**DIRECTIONS**
Copy out all lines in the material below that contain the string "wooden".

**DATA SHOWN**
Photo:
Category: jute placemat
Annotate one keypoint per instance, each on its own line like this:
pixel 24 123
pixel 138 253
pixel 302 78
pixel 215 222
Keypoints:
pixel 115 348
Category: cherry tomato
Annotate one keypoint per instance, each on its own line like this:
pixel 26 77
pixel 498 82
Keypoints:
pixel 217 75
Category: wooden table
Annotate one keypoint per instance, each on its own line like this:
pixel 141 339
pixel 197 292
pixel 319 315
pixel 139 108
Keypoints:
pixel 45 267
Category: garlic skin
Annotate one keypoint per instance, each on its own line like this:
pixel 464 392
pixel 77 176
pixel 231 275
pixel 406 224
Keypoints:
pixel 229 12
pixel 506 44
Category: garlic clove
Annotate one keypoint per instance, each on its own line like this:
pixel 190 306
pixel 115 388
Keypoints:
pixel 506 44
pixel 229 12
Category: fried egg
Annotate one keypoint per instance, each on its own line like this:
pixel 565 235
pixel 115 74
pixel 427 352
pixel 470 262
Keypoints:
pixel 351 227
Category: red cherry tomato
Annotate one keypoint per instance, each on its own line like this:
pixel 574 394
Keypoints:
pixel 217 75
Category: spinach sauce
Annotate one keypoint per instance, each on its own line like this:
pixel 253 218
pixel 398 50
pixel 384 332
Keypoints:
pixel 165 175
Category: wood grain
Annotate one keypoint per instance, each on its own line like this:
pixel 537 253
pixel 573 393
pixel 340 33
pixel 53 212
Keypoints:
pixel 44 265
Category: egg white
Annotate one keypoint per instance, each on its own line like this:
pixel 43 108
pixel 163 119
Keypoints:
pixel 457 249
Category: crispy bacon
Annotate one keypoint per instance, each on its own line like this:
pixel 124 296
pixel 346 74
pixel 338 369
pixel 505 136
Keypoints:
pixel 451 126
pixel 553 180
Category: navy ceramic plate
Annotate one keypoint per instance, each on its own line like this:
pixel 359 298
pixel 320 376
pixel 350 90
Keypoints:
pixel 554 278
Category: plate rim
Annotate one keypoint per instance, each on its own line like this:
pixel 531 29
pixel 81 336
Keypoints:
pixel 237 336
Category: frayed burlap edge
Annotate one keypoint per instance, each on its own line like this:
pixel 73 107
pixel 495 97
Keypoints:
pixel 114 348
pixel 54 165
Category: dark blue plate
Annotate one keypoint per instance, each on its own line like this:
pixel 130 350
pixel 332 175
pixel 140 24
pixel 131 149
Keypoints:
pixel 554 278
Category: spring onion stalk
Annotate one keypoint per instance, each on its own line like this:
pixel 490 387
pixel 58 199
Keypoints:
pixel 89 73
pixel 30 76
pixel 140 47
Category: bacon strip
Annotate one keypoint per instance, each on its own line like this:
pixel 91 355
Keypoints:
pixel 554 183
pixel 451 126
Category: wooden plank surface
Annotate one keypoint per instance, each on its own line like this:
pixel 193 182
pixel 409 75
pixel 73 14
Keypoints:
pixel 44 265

**RESULT OF THE EXERCISE**
Category: wooden table
Category: wooden plank surface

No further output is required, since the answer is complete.